• EXERCISE PROMPT: Word for word, restate all of the records.

Data extracted from a collection:
◆ ◆ ◆
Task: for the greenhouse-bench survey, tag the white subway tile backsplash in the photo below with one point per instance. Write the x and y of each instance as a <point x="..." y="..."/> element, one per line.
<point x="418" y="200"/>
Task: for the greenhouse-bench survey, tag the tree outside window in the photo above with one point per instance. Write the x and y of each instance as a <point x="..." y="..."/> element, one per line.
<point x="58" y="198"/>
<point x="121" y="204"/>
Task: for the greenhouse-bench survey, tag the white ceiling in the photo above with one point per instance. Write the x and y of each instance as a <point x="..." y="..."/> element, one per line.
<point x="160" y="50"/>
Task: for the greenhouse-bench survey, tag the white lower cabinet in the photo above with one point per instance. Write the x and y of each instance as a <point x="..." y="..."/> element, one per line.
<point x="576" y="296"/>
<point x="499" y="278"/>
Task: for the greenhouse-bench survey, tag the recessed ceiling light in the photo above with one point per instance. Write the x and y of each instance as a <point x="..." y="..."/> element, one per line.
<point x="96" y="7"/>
◆ ◆ ◆
• REPLY TO THE TASK:
Task: for the greenhouse-bench survey, tag the white subway tile backsplash in the photo below with one point per instance. Write the x and y of each instance as a <point x="..." y="..."/> element, one per line.
<point x="418" y="200"/>
Task: for the greenhouse-bench survey, tag the tree outside window in the photo above with one point per instance. Write the x and y of each instance as a <point x="..." y="..."/> element, one per line.
<point x="58" y="198"/>
<point x="121" y="204"/>
Task: for the greenhouse-bench survey, tag the white ceiling in the photo above with one point per instance. Write the x and y of each instance as a <point x="..." y="..."/> element, one per line.
<point x="160" y="50"/>
Task: for the greenhouse-bench survey, tag the white lower cabinet in the photo above with one point per instance. Write the x and y of each instance as a <point x="..." y="..."/> element, one per line.
<point x="576" y="296"/>
<point x="499" y="278"/>
Task: for the greenhouse-bench survey, tag the recessed ceiling light in the photo above with one point per instance. Write the x and y of each instance as a <point x="..." y="..."/> element, one per line.
<point x="96" y="7"/>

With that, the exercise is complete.